───── Information given ─────

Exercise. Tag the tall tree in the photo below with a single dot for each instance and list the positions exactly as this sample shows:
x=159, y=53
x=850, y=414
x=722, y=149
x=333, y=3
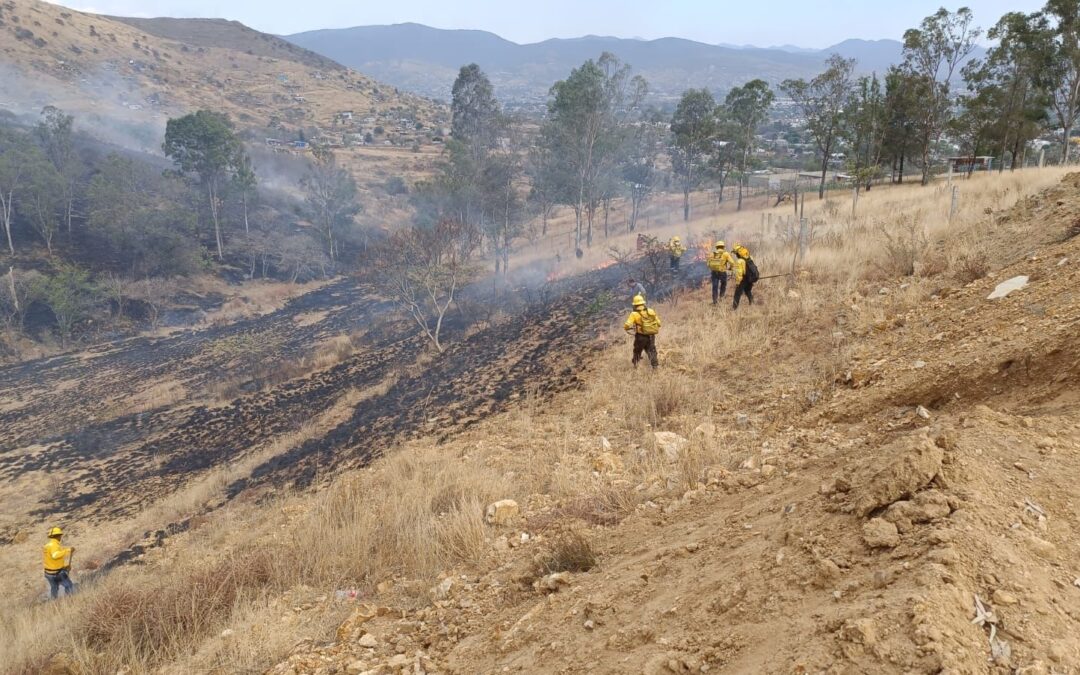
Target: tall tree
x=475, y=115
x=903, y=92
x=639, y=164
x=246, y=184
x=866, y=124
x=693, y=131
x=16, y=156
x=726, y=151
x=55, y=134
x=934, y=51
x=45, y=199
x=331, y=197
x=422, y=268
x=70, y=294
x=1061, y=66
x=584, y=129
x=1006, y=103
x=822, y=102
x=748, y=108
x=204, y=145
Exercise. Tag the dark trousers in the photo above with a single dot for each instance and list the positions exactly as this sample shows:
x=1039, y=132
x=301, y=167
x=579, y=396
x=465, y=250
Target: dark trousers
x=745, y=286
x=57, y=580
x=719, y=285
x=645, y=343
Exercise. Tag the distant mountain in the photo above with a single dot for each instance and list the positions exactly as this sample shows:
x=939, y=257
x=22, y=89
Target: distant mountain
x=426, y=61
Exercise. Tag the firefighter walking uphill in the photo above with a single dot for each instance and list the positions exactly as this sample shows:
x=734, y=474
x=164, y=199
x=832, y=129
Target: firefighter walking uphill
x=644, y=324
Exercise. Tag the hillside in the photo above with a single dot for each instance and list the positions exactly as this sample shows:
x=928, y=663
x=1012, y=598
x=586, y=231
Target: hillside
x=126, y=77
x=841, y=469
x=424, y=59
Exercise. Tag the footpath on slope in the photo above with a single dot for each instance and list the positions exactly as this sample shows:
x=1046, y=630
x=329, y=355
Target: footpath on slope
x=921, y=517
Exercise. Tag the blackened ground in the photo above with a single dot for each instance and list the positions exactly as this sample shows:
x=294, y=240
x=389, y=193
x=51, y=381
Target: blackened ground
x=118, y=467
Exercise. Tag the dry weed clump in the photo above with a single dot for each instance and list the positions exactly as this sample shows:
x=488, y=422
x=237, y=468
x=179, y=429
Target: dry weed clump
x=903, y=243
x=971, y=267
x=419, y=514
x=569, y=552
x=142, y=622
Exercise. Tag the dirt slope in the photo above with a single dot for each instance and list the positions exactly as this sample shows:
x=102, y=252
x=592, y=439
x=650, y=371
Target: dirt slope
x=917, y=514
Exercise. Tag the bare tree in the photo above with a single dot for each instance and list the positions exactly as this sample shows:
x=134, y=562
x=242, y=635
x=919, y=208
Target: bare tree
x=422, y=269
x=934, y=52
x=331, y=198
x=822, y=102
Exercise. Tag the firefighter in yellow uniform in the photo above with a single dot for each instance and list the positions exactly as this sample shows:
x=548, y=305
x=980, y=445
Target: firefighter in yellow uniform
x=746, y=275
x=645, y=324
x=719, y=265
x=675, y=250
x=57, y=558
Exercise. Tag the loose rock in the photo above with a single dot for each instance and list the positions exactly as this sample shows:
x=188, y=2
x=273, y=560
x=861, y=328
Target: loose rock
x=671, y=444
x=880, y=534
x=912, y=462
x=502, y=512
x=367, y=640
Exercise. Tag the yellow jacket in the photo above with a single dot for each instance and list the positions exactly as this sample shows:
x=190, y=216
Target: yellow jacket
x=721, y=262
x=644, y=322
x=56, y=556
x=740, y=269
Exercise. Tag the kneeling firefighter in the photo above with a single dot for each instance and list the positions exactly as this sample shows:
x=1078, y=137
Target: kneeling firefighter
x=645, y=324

─────

#### Exercise goal:
Once the pictures are set aside, output all of the data above verbatim.

#### Task result:
Exercise. Tag the tall tree in the photo below with a single dot for each instance and list the positions exactly as this sample shows:
x=159, y=53
x=850, y=414
x=722, y=149
x=333, y=3
Target: tall tree
x=475, y=115
x=903, y=92
x=639, y=164
x=246, y=184
x=866, y=124
x=693, y=131
x=16, y=156
x=726, y=151
x=55, y=134
x=934, y=51
x=45, y=199
x=331, y=197
x=422, y=268
x=70, y=294
x=1061, y=66
x=584, y=129
x=1006, y=103
x=822, y=102
x=748, y=108
x=204, y=145
Exercise. Tag the dark trousers in the photo above with a single dot for each instance and list the positions exactly as this sample shows:
x=1039, y=132
x=301, y=167
x=579, y=396
x=465, y=250
Target: dark trousers
x=745, y=286
x=57, y=580
x=719, y=285
x=645, y=343
Exercise. Tag the distant mountain in the photo above with a single dot for each instance and list the positions exactly as this sample shows:
x=939, y=257
x=22, y=89
Target: distant mountain
x=426, y=61
Exercise. Tag the firefighter walking uphill in the photo above with a single dot for each instance and list the positions exactly as this sample shows:
x=734, y=474
x=164, y=199
x=832, y=129
Target: firefighter walking uphill
x=644, y=324
Exercise. Tag the hillside in the photo above with a single dot for each instance and list the positions exactly as this sample shows:
x=928, y=663
x=1012, y=598
x=586, y=231
Target: hillside
x=126, y=77
x=841, y=469
x=424, y=59
Exercise. Tag the footpath on slope in the photo above with a single dot for each instance and list the positions exactly as this sample shows:
x=1046, y=630
x=329, y=355
Target: footpath on slope
x=921, y=517
Exercise. Tag the blackened ground in the photo above with a single dot for each instance and list the positions exactly as this sample shows:
x=294, y=240
x=389, y=193
x=51, y=381
Target: blackened ground
x=118, y=467
Exercise. Tag the dry weed clump in the photo above with a single dot for each instance and list the positions exactly as this sample shows:
x=488, y=422
x=237, y=468
x=179, y=429
Target: dry weed clump
x=903, y=243
x=971, y=267
x=419, y=514
x=569, y=552
x=142, y=622
Exercise. Tag the dirt slope in the photo above with a single dot for each instance and list the positions exactly as this sample shows:
x=102, y=252
x=592, y=439
x=650, y=371
Target: dirt slope
x=917, y=514
Exercise. Tag the bare tree in the photo above with a single dot for each instance and list the positions exactly as this sample shows:
x=134, y=562
x=242, y=635
x=919, y=208
Target: bare tree
x=422, y=269
x=934, y=52
x=331, y=198
x=822, y=102
Exercise. Tag the firefighter in yellow uniform in the photo above with a single dot for each instance and list the positions exactly as this sample shows:
x=548, y=305
x=980, y=445
Target: firefighter in yellow uniform
x=746, y=275
x=645, y=324
x=719, y=265
x=675, y=250
x=57, y=558
Exercise. Tag the loose rock in the photo above with a single dot for each instance and list the positions exactly as this sample shows:
x=188, y=2
x=273, y=560
x=861, y=328
Target: loose rock
x=671, y=444
x=880, y=534
x=912, y=462
x=502, y=512
x=367, y=640
Exercise. Tag the yellow jacket in the photo above with a single dot for each instance and list the positions exactly as this sample shows:
x=190, y=216
Target: yellow jacket
x=721, y=262
x=644, y=322
x=56, y=556
x=740, y=269
Exercise. Tag the kneeling firefighter in the photo above with a single dot for each instance and list the positions exactly as this sample shows:
x=1078, y=137
Target: kneeling firefighter
x=645, y=324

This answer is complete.